DATA FOR THE TASK:
--*--

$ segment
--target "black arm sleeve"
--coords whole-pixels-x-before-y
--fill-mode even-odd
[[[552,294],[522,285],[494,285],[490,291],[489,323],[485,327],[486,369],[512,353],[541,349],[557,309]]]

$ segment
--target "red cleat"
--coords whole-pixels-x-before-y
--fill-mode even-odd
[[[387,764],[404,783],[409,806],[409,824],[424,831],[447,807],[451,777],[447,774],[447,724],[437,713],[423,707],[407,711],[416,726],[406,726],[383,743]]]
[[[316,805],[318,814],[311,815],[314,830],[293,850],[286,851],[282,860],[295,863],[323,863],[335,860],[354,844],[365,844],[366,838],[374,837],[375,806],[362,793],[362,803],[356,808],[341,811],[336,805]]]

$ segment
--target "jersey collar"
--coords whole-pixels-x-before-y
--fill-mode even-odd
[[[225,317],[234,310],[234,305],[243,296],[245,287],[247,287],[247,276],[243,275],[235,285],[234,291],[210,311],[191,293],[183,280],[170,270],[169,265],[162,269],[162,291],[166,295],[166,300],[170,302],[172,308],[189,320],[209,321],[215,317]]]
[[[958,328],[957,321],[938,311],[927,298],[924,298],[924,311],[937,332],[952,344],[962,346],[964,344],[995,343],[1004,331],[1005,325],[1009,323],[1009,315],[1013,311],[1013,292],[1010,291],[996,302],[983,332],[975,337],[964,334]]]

--*--

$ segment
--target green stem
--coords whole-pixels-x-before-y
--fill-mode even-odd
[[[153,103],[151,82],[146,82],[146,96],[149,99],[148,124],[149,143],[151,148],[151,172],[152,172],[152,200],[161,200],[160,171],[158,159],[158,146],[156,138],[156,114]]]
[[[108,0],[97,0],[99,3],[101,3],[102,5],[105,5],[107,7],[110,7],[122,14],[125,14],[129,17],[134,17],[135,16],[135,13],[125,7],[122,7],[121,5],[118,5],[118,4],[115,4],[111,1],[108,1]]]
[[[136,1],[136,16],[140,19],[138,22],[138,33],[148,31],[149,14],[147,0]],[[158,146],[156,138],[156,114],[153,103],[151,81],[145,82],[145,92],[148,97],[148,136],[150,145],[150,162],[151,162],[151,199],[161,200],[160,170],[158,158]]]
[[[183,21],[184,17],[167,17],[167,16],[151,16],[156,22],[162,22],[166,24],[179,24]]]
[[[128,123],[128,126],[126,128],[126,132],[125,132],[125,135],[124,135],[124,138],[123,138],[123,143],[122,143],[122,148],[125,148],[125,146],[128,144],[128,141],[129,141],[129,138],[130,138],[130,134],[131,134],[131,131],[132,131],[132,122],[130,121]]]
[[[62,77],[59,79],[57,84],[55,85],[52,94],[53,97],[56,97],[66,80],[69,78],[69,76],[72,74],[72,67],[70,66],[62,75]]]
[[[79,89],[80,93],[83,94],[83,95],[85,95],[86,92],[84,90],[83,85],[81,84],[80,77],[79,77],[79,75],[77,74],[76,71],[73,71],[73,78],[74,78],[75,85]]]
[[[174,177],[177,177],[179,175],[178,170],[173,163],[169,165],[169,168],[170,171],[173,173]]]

--*--

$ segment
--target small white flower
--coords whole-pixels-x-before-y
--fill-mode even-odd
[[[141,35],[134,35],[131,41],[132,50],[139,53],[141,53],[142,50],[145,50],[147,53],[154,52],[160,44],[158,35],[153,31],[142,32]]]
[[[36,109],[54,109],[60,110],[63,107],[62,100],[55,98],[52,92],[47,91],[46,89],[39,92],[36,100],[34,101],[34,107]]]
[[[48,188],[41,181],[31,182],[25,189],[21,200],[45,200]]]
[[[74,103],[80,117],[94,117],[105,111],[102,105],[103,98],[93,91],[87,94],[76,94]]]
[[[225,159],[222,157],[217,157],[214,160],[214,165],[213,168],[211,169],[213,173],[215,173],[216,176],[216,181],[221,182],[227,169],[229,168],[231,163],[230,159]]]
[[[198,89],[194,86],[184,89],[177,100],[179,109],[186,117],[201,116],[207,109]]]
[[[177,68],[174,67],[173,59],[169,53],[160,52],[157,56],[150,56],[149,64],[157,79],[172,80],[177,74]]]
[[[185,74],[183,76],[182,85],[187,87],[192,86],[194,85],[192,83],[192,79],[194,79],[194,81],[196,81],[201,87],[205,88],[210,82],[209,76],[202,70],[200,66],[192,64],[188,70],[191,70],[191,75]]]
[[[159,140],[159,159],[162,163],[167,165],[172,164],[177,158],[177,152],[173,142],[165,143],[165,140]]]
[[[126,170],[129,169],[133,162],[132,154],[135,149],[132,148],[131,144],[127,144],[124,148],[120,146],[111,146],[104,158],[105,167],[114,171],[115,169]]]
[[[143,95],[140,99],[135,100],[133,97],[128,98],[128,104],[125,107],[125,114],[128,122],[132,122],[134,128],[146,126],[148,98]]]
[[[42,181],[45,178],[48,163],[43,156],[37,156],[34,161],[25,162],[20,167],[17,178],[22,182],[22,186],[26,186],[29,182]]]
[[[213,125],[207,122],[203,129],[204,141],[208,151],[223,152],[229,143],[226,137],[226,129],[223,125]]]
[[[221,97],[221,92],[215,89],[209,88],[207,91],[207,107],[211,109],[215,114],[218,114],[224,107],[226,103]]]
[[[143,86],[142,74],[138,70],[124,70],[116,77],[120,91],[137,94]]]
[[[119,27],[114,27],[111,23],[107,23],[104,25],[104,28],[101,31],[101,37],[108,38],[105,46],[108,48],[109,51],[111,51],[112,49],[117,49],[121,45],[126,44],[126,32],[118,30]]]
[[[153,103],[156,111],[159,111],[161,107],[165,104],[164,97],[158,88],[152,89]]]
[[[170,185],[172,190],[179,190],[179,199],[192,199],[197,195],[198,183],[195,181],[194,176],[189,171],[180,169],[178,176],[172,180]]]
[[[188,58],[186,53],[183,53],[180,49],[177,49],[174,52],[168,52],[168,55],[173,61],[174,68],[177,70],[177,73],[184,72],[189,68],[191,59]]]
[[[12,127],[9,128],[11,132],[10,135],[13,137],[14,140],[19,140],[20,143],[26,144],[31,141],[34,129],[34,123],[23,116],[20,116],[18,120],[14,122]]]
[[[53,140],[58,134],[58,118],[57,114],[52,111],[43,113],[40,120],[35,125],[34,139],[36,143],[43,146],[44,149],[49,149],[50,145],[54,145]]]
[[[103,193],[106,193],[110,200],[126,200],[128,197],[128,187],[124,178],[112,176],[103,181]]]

--*--

WORK ITEM: Check each line of the listing above for the string "target" and return those that contain it.

REPLY:
--target "black arm sleeve"
--target "red cleat"
--target "jersey collar"
--target green stem
--target small white flower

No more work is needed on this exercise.